[PROMPT] The entries below hold a line with "## Quickstart" and a line with "Phrase: drawer pull handle". Return those lines and all that lie between them, exactly and only.

[SOURCE MATERIAL]
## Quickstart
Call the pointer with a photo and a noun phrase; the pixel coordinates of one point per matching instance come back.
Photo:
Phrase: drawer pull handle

...

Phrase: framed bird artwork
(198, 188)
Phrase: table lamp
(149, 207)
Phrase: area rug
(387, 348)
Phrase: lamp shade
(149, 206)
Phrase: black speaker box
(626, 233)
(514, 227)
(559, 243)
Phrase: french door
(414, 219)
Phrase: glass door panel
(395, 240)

==

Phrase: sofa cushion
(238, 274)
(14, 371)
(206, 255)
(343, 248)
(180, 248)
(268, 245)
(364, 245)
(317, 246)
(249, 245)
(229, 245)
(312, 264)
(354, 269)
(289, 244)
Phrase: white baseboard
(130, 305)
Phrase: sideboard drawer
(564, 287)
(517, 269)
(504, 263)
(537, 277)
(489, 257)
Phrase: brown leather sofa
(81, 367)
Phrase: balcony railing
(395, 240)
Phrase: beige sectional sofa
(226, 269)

[PROBLEM SOLUTION]
## Quickstart
Call the pointer with a photo and a noun phrase; the pixel coordinates of one point per matching instance come back.
Photo:
Phrase: drawer pull handle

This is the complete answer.